Task brief: Please copy every record below exactly, leaving out the pictures.

Records:
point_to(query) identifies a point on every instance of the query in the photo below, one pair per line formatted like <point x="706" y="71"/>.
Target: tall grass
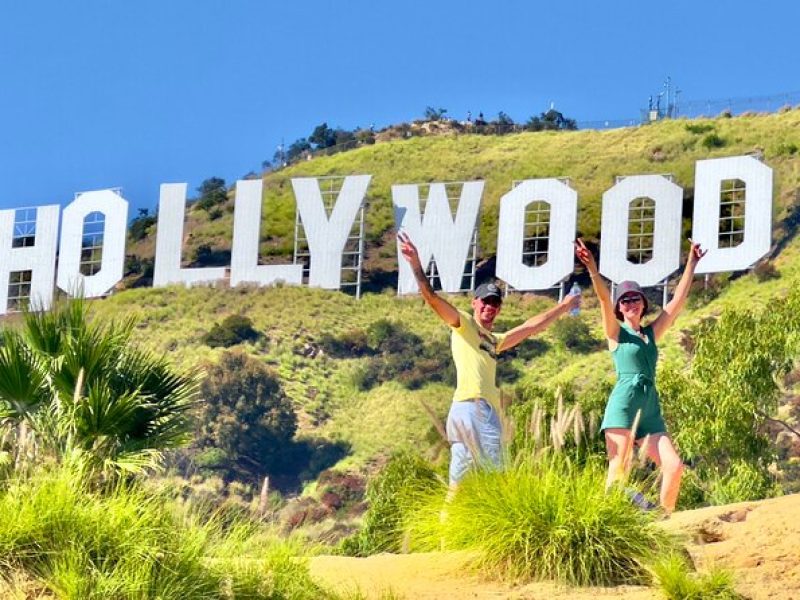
<point x="544" y="518"/>
<point x="72" y="543"/>
<point x="673" y="576"/>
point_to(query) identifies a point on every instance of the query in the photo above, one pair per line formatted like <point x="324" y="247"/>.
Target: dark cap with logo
<point x="628" y="288"/>
<point x="488" y="290"/>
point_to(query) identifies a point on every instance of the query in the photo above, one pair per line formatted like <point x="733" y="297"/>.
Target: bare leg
<point x="662" y="452"/>
<point x="617" y="440"/>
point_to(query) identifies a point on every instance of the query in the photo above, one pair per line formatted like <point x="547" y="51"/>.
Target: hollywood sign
<point x="438" y="233"/>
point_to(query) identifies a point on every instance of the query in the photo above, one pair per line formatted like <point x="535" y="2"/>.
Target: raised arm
<point x="446" y="311"/>
<point x="675" y="306"/>
<point x="538" y="323"/>
<point x="610" y="323"/>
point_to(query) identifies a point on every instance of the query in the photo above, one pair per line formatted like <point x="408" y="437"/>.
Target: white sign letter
<point x="668" y="199"/>
<point x="436" y="235"/>
<point x="169" y="242"/>
<point x="327" y="237"/>
<point x="563" y="203"/>
<point x="757" y="178"/>
<point x="114" y="209"/>
<point x="246" y="234"/>
<point x="39" y="258"/>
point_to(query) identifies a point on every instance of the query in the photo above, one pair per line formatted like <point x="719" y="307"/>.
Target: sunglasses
<point x="492" y="301"/>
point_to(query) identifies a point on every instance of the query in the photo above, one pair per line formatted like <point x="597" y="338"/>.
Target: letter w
<point x="437" y="235"/>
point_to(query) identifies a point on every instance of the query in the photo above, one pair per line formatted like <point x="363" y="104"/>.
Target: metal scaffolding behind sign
<point x="353" y="251"/>
<point x="453" y="189"/>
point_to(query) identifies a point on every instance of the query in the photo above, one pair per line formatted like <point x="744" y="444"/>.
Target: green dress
<point x="635" y="364"/>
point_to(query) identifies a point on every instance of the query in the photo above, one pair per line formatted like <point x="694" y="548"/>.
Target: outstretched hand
<point x="571" y="301"/>
<point x="585" y="256"/>
<point x="408" y="249"/>
<point x="696" y="253"/>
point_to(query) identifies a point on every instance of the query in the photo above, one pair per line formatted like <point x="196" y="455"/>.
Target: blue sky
<point x="97" y="94"/>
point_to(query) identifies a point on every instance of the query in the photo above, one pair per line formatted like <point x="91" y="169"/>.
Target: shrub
<point x="205" y="255"/>
<point x="247" y="416"/>
<point x="351" y="344"/>
<point x="212" y="193"/>
<point x="786" y="149"/>
<point x="712" y="140"/>
<point x="392" y="497"/>
<point x="673" y="577"/>
<point x="124" y="543"/>
<point x="740" y="482"/>
<point x="765" y="271"/>
<point x="544" y="519"/>
<point x="233" y="330"/>
<point x="698" y="127"/>
<point x="141" y="225"/>
<point x="574" y="334"/>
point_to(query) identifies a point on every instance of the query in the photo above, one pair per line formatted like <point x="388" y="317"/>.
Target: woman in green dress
<point x="633" y="349"/>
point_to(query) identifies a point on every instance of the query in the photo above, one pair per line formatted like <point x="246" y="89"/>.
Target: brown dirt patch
<point x="759" y="542"/>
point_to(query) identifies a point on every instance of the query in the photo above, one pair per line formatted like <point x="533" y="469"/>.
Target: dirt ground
<point x="759" y="542"/>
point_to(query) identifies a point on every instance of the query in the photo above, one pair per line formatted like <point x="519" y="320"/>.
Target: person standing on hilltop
<point x="473" y="423"/>
<point x="634" y="351"/>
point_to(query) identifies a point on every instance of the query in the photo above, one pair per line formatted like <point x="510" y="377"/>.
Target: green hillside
<point x="591" y="159"/>
<point x="326" y="389"/>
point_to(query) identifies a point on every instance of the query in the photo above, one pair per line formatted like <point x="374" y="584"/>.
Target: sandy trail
<point x="758" y="541"/>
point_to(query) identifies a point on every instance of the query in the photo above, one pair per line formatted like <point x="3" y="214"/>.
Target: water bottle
<point x="575" y="290"/>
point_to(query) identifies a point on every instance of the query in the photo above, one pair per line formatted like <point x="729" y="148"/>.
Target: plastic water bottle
<point x="575" y="290"/>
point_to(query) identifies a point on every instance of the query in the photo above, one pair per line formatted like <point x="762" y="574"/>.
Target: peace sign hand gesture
<point x="585" y="256"/>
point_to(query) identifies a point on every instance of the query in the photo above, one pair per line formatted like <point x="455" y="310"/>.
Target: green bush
<point x="246" y="417"/>
<point x="351" y="344"/>
<point x="392" y="497"/>
<point x="698" y="127"/>
<point x="395" y="354"/>
<point x="212" y="193"/>
<point x="574" y="334"/>
<point x="544" y="518"/>
<point x="740" y="482"/>
<point x="786" y="149"/>
<point x="675" y="580"/>
<point x="712" y="140"/>
<point x="124" y="543"/>
<point x="233" y="330"/>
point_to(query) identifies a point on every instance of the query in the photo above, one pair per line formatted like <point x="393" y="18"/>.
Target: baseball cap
<point x="628" y="288"/>
<point x="488" y="290"/>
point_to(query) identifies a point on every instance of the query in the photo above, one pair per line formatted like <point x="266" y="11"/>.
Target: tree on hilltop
<point x="212" y="192"/>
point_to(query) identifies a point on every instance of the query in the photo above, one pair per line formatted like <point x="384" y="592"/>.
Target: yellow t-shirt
<point x="475" y="354"/>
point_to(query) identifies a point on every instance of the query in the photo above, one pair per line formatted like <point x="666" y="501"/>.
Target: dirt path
<point x="758" y="541"/>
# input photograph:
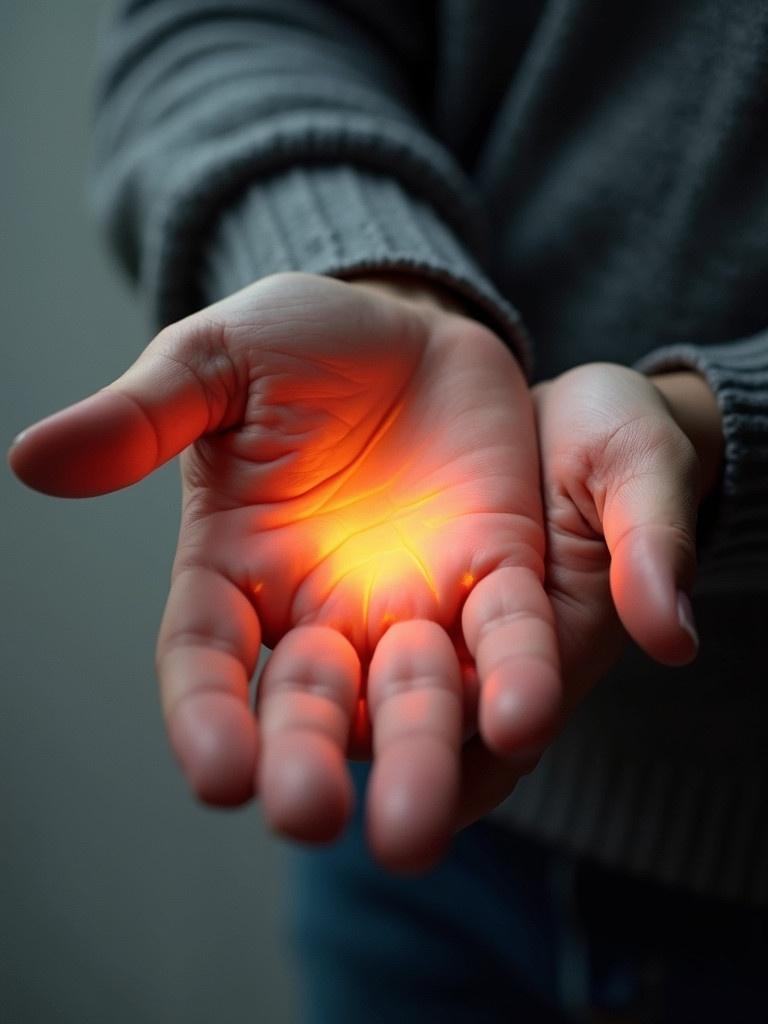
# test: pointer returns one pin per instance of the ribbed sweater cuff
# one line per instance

Response box:
point_to(query) identifies a point on every instance of the query in the photo below, one pair per line formatted like <point x="706" y="71"/>.
Target: tall grass
<point x="544" y="518"/>
<point x="72" y="543"/>
<point x="673" y="576"/>
point_to(query) identifies a point on every instance of the query in the photo above, one pair per line formatted like <point x="324" y="247"/>.
Target: dark cap with logo
<point x="628" y="288"/>
<point x="488" y="290"/>
point_to(query) identifies a point on every instance of the query in the photo above, one pair per line formatted like <point x="733" y="297"/>.
Target: bare leg
<point x="662" y="452"/>
<point x="617" y="440"/>
point_to(query) identifies a point on every instance of the query in the photo above, one pair per line formatted like <point x="547" y="51"/>.
Target: hollywood sign
<point x="438" y="233"/>
point_to(query) identifies a point on every instance of the query in the photo above, one pair per line formatted like <point x="535" y="2"/>.
Target: raised arm
<point x="446" y="311"/>
<point x="675" y="306"/>
<point x="538" y="323"/>
<point x="610" y="323"/>
point_to(query) identifies a point on every instance of the query in the photo above, one pair per line formatted like <point x="408" y="437"/>.
Target: white sign letter
<point x="668" y="199"/>
<point x="436" y="235"/>
<point x="169" y="242"/>
<point x="327" y="237"/>
<point x="563" y="203"/>
<point x="757" y="178"/>
<point x="114" y="209"/>
<point x="246" y="234"/>
<point x="39" y="258"/>
point_to(query) identifies a point on every instance of the query in the photo above, one pair per line formatted like <point x="719" y="307"/>.
Target: sunglasses
<point x="492" y="301"/>
point_to(query) identifies a point on every instance of the query in the photo above, one pair per line formatted like <point x="597" y="338"/>.
Target: letter w
<point x="437" y="235"/>
point_to(query) identifies a point on every instance of the query in the photo above, one pair per line formatted like <point x="363" y="104"/>.
Target: metal scaffolding behind sign
<point x="353" y="251"/>
<point x="453" y="189"/>
point_to(query) identifies a point on every instance of the query in the photo above, one pair per line formatted like <point x="744" y="444"/>.
Target: green dress
<point x="635" y="364"/>
point_to(query) identifies a point on every instance of the query in the photo above, one pair per line formatted like <point x="694" y="548"/>.
Target: outstretched hand
<point x="571" y="301"/>
<point x="585" y="256"/>
<point x="408" y="249"/>
<point x="696" y="253"/>
point_to(query) identifies a point on every instance of the query in the photo above, one pair per line formatted like <point x="196" y="455"/>.
Target: blue sky
<point x="97" y="94"/>
point_to(query) identifies a point on every instance of the query in the photo above, one pair per line formatted like <point x="91" y="169"/>.
Target: shrub
<point x="205" y="255"/>
<point x="247" y="416"/>
<point x="351" y="344"/>
<point x="212" y="193"/>
<point x="786" y="149"/>
<point x="712" y="140"/>
<point x="392" y="497"/>
<point x="673" y="577"/>
<point x="124" y="543"/>
<point x="740" y="482"/>
<point x="765" y="271"/>
<point x="544" y="519"/>
<point x="233" y="330"/>
<point x="698" y="127"/>
<point x="141" y="225"/>
<point x="574" y="334"/>
point_to(query) identifies a point on every instance of the query in the photo above, one pair per line formatted like <point x="388" y="317"/>.
Target: woman in green dress
<point x="633" y="349"/>
point_to(query) identifies a point on every instance of the query in the photo above, one pair per line formatted like <point x="246" y="89"/>.
Target: brown dirt patch
<point x="759" y="542"/>
point_to(query) identifies a point on every instance of the query in the photo above, one pair per line formatted like <point x="533" y="469"/>.
Target: dirt ground
<point x="759" y="542"/>
point_to(query) identifies a point on every instance of the query in the photo above, one pair per line formatted like <point x="519" y="320"/>.
Target: person standing on hilltop
<point x="473" y="423"/>
<point x="634" y="351"/>
point_to(query) identifies a point on every instance of the query in the photo above, one pair per line formatted like <point x="510" y="377"/>.
Target: green hillside
<point x="591" y="159"/>
<point x="326" y="389"/>
point_to(query) identifies a point on every instance of the query in the photo above, one pair per line formatted like <point x="374" y="584"/>.
Target: sandy trail
<point x="758" y="541"/>
point_to(query) identifies a point on every instance of the query in the photo above, one pair per line formatted like <point x="3" y="214"/>.
Target: water bottle
<point x="575" y="290"/>
point_to(query) identifies a point on every instance of the query in the photo above, one pair per line formatted like <point x="729" y="148"/>.
Target: plastic water bottle
<point x="575" y="290"/>
point_to(query) identifies a point on every instance of the query in the photo above, one pair per line formatted like <point x="762" y="574"/>.
Target: peace sign hand gesture
<point x="585" y="256"/>
point_to(query) identifies a point on every instance of the query in the photo above, one pair per line formatted like <point x="455" y="310"/>.
Target: green bush
<point x="246" y="417"/>
<point x="351" y="344"/>
<point x="392" y="497"/>
<point x="698" y="127"/>
<point x="395" y="354"/>
<point x="212" y="193"/>
<point x="574" y="334"/>
<point x="544" y="518"/>
<point x="740" y="482"/>
<point x="786" y="149"/>
<point x="675" y="580"/>
<point x="712" y="140"/>
<point x="124" y="543"/>
<point x="233" y="330"/>
point_to(query) identifies a point on every instance of the query in the photo above, one pair per line formatted like <point x="393" y="18"/>.
Target: baseball cap
<point x="628" y="288"/>
<point x="488" y="290"/>
point_to(query) identifies a point on every instance of the query in the photo above, one pair per line formatted like <point x="266" y="11"/>.
Target: tree on hilltop
<point x="212" y="192"/>
point_to(query) identifies a point on every instance of the query in the photo above, one pair per line formatted like <point x="384" y="592"/>.
Target: yellow t-shirt
<point x="475" y="354"/>
point_to(query) identifies a point on every instance of the query in the photo above, one pair per line formatted like <point x="666" y="501"/>.
Target: dirt path
<point x="758" y="541"/>
# input photograph:
# test: pointer returns one pin per instance of the ribbed sweater cuff
# one line per instance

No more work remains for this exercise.